» **What you will do**
Pick out and copy every line of the data that contains the string "trim". Case counts.

=-=-=-=-=

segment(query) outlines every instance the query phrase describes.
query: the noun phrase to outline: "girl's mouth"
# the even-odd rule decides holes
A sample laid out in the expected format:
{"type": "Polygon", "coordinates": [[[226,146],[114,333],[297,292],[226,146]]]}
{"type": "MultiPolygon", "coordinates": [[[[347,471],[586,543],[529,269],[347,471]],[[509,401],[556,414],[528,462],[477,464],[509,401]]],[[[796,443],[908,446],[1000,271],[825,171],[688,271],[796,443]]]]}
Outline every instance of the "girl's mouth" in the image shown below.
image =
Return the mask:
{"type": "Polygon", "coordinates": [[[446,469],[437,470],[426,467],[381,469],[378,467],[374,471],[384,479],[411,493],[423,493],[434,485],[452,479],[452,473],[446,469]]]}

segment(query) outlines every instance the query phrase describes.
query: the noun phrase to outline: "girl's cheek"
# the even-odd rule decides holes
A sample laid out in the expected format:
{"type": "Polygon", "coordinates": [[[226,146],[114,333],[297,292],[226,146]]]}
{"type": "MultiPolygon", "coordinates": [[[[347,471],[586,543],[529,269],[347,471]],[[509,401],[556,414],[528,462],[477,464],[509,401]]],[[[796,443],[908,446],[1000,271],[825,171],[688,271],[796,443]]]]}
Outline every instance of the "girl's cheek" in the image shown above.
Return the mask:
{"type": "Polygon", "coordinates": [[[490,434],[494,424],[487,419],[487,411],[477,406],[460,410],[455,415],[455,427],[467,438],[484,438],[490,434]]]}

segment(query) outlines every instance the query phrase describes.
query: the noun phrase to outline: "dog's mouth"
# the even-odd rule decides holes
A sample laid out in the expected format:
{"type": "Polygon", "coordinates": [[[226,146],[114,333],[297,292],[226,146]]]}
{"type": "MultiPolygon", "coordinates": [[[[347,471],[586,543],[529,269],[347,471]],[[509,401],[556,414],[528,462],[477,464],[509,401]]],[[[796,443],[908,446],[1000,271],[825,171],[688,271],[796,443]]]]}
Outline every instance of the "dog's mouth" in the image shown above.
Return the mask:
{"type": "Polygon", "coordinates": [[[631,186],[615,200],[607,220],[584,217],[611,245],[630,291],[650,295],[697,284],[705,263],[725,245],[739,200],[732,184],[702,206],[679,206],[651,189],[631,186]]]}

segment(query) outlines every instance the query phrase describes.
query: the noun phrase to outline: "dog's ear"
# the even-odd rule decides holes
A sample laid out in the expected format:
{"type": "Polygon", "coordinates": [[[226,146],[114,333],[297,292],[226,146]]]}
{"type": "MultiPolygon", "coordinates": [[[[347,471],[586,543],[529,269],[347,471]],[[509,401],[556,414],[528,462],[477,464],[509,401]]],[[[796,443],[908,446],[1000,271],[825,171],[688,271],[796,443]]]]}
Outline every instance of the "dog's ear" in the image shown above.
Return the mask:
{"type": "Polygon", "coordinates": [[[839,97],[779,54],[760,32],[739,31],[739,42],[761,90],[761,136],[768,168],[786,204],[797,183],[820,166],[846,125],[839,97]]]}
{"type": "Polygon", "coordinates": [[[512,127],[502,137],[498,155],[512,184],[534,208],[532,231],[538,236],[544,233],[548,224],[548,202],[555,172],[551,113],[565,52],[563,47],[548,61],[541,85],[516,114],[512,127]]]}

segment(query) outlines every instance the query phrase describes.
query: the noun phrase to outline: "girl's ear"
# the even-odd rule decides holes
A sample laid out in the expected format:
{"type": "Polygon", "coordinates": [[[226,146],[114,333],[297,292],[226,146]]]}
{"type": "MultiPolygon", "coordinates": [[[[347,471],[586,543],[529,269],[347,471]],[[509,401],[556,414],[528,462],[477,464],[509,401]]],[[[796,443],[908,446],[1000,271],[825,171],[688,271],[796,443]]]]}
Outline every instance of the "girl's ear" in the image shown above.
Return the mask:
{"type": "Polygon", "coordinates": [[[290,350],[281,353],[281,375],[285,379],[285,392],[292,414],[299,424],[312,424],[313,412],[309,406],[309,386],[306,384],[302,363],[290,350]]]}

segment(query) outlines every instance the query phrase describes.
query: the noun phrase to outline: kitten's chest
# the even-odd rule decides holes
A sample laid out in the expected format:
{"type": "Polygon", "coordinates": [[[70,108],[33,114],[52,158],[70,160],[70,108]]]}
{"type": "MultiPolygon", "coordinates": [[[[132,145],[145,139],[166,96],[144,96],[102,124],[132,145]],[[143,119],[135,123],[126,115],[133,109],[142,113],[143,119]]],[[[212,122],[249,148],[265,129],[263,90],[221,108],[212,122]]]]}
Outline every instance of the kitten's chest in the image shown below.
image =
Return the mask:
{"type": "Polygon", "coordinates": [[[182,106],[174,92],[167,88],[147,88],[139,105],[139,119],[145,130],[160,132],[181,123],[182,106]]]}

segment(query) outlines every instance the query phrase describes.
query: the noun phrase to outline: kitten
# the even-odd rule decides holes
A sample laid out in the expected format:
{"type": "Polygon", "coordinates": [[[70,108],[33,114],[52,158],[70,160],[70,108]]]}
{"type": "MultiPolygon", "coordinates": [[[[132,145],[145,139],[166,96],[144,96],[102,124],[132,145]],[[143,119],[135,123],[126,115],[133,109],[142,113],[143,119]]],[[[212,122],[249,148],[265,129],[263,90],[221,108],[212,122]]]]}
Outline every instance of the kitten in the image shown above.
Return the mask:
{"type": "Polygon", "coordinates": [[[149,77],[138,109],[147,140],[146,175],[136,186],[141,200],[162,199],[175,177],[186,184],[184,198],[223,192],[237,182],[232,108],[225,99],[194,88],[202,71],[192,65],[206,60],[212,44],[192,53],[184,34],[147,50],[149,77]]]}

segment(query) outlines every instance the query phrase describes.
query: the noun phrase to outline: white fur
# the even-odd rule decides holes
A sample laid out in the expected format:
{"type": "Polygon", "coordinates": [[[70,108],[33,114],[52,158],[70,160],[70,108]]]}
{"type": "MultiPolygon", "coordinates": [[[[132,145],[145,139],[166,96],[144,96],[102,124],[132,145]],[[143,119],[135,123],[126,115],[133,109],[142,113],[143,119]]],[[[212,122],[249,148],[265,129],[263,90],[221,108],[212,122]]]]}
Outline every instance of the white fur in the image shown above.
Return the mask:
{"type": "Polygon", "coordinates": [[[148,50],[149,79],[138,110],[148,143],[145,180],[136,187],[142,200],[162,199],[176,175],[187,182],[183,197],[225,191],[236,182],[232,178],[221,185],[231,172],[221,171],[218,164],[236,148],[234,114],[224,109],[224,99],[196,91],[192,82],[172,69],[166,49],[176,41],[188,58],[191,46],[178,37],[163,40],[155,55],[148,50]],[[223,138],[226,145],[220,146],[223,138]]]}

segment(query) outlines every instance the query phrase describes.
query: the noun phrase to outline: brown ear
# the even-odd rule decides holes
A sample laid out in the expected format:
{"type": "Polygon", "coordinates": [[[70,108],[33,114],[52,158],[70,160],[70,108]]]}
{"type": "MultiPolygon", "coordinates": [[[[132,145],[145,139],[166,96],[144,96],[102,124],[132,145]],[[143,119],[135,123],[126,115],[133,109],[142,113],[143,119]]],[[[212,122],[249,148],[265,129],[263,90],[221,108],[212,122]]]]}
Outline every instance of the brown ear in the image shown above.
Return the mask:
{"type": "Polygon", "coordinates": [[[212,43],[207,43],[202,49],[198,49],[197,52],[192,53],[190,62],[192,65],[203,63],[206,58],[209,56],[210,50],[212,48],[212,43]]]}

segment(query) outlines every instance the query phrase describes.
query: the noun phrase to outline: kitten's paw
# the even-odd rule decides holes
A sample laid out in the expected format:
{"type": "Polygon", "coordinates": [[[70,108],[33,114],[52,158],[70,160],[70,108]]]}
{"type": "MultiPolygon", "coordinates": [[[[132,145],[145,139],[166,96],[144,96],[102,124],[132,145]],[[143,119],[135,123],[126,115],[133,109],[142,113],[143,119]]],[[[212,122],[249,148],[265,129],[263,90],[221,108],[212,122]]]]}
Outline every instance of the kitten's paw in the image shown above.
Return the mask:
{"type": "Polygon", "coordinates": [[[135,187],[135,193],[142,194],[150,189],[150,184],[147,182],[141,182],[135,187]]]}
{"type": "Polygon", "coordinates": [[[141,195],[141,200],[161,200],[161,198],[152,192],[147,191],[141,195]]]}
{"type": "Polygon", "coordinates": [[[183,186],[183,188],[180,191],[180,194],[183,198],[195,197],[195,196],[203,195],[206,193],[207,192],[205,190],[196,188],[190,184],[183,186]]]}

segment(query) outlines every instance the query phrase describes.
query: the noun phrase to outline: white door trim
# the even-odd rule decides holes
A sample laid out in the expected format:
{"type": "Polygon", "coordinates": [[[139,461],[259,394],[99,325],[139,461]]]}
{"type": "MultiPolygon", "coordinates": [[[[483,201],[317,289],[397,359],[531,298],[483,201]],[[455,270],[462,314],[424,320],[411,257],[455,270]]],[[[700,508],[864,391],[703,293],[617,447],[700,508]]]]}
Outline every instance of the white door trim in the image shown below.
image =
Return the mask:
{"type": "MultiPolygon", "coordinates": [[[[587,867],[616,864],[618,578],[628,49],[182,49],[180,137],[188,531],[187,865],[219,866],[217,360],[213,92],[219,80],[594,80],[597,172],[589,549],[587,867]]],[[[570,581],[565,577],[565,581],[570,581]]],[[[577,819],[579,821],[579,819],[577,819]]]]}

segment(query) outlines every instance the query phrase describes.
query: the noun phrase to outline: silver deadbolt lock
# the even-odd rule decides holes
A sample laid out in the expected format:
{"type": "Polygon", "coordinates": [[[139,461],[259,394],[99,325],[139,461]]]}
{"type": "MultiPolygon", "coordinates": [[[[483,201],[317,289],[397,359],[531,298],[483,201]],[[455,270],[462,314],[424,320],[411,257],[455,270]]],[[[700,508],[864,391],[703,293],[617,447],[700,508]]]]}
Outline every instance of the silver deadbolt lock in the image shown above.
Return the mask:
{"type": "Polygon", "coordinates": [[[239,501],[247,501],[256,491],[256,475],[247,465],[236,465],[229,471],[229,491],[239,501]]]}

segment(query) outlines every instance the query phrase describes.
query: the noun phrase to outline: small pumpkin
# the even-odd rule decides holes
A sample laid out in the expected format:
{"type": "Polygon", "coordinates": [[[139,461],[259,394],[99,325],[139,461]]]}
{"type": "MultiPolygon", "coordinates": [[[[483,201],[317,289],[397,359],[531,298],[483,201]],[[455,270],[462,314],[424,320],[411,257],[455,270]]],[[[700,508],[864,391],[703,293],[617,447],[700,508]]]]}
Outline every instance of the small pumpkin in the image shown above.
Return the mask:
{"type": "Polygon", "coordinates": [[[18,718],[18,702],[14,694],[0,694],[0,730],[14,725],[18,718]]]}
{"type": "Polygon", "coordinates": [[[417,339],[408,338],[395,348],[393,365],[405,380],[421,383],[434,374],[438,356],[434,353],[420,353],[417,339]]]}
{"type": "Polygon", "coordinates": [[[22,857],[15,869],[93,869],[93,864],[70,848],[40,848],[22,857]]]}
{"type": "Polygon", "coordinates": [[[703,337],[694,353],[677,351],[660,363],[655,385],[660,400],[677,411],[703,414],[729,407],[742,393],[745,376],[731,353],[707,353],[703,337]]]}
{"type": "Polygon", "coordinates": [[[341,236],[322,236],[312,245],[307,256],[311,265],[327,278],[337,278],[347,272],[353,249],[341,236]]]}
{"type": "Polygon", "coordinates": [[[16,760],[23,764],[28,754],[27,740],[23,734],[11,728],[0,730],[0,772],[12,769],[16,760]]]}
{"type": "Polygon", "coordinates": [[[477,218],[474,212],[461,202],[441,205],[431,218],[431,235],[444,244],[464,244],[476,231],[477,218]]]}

=-=-=-=-=

» **Solution for this problem**
query: the noun phrase to outline: white door trim
Outline every instance of the white door trim in the image shown below.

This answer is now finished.